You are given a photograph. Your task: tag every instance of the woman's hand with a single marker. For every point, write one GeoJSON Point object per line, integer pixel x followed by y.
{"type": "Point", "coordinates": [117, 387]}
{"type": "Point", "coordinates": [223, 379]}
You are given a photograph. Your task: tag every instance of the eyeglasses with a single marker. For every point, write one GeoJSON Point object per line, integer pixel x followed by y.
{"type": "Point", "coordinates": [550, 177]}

▬▬▬

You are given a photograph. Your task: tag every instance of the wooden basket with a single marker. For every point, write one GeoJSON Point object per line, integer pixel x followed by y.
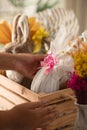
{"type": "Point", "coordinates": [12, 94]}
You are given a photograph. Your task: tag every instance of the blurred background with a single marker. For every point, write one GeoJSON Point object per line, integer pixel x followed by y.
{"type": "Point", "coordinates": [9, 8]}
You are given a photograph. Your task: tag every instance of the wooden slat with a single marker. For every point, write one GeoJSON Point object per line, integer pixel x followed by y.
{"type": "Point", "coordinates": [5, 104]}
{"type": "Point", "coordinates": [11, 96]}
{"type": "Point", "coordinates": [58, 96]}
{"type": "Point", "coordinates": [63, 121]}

▬▬▬

State how many lines of the records above contain the word "marker", and give only that number.

(ANSWER TO THE TASK): 5